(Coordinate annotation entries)

_____

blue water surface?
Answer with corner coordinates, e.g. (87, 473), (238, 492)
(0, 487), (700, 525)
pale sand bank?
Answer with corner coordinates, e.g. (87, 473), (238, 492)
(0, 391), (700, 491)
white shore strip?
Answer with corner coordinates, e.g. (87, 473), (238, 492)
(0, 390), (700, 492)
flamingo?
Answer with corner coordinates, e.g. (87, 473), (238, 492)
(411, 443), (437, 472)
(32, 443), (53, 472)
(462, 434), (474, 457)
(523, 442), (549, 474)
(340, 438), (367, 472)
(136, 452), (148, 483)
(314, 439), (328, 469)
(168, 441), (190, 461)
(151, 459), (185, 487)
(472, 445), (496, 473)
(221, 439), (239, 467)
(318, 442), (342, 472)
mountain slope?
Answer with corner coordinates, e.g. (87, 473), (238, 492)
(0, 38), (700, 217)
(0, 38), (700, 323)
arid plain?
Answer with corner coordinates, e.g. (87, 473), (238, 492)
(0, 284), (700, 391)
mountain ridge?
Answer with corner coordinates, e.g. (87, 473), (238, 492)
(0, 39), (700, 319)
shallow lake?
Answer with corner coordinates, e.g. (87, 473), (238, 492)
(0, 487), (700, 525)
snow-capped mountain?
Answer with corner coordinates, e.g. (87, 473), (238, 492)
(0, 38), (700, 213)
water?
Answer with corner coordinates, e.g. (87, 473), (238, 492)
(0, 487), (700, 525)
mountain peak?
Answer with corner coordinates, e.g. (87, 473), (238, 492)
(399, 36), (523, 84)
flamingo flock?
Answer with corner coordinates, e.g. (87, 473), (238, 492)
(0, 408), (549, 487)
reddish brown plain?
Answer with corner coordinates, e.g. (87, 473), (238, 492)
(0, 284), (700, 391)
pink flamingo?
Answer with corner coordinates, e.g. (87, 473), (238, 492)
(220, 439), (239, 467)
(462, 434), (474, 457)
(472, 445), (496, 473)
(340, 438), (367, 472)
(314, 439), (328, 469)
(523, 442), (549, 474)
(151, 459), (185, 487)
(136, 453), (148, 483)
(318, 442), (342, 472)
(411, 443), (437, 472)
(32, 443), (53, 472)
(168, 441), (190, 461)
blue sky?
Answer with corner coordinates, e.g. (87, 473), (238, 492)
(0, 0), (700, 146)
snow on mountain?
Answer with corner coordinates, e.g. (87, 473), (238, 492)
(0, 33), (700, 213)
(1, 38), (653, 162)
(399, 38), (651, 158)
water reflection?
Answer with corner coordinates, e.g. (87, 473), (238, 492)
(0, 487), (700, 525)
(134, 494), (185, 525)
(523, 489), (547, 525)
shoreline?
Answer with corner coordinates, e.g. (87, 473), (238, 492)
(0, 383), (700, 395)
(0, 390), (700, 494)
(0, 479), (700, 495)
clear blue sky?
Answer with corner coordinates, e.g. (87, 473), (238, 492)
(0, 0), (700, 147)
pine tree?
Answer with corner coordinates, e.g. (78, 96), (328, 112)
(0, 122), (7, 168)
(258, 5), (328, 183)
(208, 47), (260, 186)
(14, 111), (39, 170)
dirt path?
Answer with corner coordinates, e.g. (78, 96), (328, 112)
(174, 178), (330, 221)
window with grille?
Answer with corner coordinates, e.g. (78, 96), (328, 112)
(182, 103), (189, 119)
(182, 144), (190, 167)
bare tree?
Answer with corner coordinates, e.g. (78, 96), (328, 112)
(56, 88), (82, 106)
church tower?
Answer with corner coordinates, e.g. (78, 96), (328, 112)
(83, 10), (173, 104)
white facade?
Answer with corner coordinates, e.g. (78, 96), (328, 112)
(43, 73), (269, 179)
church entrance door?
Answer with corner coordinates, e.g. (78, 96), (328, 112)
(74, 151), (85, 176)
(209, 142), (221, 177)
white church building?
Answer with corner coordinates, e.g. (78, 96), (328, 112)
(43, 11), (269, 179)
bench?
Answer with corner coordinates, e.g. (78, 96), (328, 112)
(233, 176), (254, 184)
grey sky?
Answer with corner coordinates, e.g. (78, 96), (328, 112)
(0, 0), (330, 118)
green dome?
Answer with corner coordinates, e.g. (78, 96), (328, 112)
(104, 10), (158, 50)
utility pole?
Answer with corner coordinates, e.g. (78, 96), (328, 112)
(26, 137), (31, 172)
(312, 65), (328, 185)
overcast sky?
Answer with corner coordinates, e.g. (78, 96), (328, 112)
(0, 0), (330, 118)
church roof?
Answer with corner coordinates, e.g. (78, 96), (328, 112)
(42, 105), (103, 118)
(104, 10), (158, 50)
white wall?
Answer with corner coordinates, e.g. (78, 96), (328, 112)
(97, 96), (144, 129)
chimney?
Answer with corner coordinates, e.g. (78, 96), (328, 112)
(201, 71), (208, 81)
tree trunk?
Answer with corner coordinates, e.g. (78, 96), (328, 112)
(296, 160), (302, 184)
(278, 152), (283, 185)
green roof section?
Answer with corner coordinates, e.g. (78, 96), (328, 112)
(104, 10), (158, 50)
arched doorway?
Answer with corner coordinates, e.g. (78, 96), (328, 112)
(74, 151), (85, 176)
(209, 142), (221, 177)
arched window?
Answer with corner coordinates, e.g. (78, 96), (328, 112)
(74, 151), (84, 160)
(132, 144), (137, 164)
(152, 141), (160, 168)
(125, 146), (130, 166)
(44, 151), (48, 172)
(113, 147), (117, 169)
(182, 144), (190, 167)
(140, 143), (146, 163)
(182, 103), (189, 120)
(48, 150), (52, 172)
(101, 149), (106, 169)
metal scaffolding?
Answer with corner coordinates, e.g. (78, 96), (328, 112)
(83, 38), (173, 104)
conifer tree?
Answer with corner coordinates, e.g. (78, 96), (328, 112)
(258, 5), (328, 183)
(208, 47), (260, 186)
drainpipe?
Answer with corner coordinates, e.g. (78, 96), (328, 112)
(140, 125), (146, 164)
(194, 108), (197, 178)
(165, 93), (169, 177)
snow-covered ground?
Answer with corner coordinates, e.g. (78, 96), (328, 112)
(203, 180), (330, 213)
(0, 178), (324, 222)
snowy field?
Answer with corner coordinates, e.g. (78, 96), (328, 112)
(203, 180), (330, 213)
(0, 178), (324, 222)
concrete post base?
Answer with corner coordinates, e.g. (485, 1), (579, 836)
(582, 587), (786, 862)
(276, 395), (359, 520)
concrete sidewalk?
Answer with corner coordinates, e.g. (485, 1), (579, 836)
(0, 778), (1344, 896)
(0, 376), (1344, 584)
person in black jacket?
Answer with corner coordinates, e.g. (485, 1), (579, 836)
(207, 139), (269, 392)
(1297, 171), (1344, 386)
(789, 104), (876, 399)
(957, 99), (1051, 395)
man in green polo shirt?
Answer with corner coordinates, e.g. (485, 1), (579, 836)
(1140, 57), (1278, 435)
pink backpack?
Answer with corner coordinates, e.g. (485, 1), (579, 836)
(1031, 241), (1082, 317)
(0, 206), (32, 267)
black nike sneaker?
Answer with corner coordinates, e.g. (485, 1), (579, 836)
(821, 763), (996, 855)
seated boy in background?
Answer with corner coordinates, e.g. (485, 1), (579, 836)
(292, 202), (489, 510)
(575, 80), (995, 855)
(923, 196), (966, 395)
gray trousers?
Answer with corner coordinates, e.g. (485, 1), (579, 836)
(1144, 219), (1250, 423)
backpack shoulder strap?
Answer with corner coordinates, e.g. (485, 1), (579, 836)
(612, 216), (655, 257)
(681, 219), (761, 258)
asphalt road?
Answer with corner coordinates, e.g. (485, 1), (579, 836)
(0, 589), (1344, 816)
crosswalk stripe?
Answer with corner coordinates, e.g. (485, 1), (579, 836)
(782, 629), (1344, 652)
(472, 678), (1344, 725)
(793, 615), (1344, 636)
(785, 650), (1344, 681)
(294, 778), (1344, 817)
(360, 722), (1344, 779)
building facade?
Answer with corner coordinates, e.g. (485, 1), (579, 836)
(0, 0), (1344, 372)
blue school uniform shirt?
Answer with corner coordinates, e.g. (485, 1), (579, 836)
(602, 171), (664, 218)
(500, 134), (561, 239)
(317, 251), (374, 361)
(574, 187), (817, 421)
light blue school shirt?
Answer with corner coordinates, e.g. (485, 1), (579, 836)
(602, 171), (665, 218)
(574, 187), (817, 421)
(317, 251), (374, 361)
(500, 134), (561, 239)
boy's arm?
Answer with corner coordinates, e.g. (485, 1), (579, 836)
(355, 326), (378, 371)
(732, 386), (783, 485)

_____

WRITTEN PROBLEM: Retype the lines of the records above, starting with the line containing "green dome?" and going on through the line containing "(201, 71), (208, 81)", keeping every character as it is.

REPLY:
green dome?
Answer with corner coordinates, e.g. (78, 96), (328, 112)
(104, 10), (158, 50)
utility pole?
Answer with corner coordinates, e.g. (78, 96), (328, 112)
(26, 137), (31, 172)
(312, 65), (328, 185)
overcast sky?
Answer with corner coordinates, e.g. (78, 96), (328, 112)
(0, 0), (330, 118)
church roof?
Answer with corner coordinates, e.g. (78, 96), (328, 112)
(42, 105), (103, 118)
(104, 10), (158, 50)
white wall?
Answer with corner coordinates, e.g. (78, 96), (328, 112)
(97, 96), (144, 129)
chimney?
Answer with corner coordinates, e.g. (78, 96), (328, 112)
(201, 71), (208, 81)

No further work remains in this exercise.